• _TASK STATEMENT_
How many lines in the data below contain the string "necklace"? Case counts, and give the number alone.

[Records from a data collection]
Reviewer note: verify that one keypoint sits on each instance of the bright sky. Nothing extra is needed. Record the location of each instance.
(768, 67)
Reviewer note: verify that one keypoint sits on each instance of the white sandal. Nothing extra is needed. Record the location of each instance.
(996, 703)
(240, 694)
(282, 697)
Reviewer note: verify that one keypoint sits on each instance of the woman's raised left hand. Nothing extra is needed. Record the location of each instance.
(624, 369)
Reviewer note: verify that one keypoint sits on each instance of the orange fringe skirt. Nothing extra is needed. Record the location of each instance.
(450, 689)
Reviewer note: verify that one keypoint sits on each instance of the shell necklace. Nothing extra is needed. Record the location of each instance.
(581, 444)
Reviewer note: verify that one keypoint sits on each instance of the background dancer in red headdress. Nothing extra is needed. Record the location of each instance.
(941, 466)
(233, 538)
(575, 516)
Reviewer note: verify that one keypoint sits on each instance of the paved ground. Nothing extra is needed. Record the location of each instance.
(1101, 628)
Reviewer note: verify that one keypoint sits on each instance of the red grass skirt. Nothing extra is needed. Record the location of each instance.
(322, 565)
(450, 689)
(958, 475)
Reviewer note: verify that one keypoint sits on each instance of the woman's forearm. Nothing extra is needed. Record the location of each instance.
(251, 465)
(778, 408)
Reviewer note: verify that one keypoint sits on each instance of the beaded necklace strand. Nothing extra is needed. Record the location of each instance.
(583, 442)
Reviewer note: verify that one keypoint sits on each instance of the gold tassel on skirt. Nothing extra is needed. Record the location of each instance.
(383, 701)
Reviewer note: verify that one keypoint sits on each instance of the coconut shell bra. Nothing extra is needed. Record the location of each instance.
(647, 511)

* * *

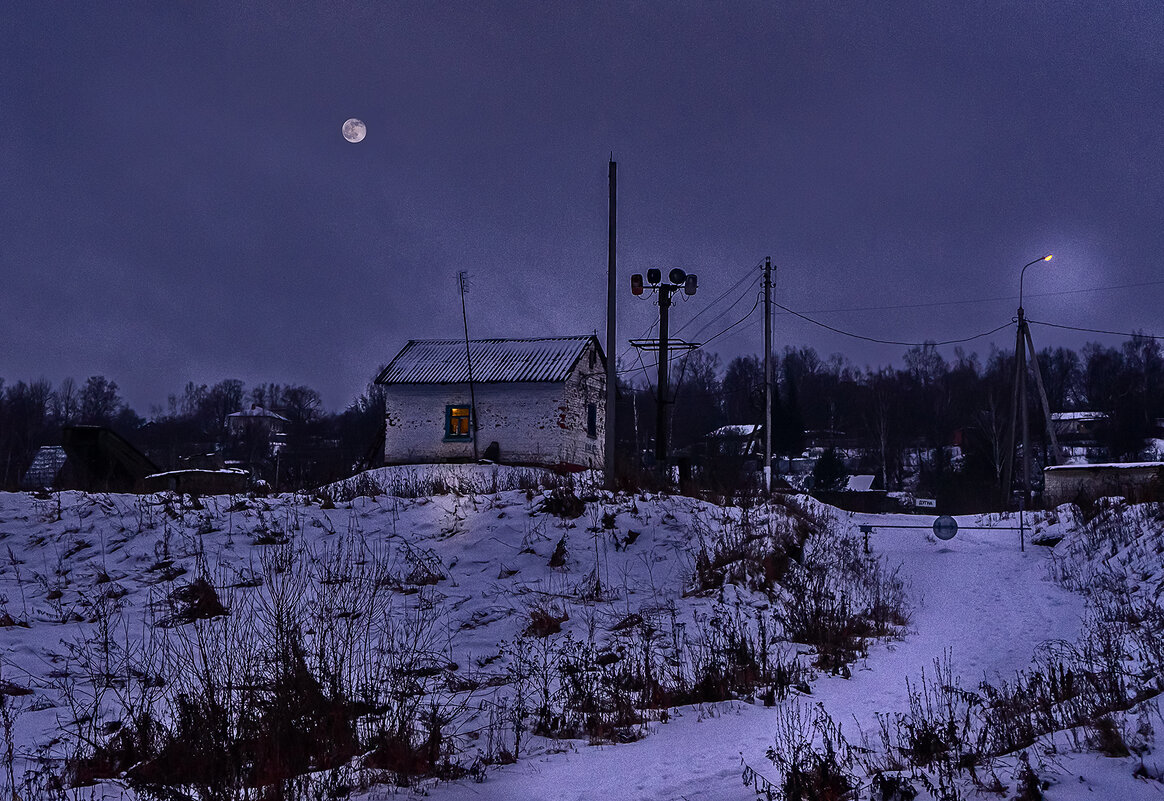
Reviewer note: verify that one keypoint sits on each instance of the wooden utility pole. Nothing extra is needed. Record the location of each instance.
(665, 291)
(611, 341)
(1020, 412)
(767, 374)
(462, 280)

==

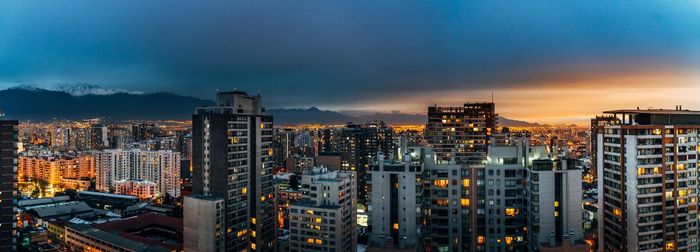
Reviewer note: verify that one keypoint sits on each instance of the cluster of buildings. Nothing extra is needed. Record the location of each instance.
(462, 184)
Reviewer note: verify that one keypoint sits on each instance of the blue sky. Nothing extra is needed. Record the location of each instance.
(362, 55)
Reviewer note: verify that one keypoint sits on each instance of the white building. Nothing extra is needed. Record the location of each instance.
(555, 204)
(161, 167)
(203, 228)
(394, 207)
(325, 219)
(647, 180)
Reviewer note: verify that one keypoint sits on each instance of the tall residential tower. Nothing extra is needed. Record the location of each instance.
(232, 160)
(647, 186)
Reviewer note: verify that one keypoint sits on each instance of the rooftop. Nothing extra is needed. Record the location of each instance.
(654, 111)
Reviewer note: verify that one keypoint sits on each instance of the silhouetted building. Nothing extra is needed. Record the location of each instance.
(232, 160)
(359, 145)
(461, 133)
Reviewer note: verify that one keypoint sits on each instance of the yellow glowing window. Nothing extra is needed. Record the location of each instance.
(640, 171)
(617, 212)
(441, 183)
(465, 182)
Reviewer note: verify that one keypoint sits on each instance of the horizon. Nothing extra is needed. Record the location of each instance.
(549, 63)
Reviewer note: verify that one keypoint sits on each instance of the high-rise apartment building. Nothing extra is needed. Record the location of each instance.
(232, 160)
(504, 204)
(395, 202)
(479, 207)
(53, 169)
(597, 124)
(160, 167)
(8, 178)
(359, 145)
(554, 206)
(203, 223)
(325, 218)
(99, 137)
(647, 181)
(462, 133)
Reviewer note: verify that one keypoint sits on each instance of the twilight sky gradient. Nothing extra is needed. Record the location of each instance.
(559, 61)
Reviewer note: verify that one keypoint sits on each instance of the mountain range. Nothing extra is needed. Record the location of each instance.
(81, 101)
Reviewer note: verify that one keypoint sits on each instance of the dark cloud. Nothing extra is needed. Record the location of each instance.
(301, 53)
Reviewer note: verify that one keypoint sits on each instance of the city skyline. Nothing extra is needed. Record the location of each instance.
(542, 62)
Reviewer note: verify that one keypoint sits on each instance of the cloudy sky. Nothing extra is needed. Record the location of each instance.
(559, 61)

• _SOLUTION TO THE PROBLEM_
2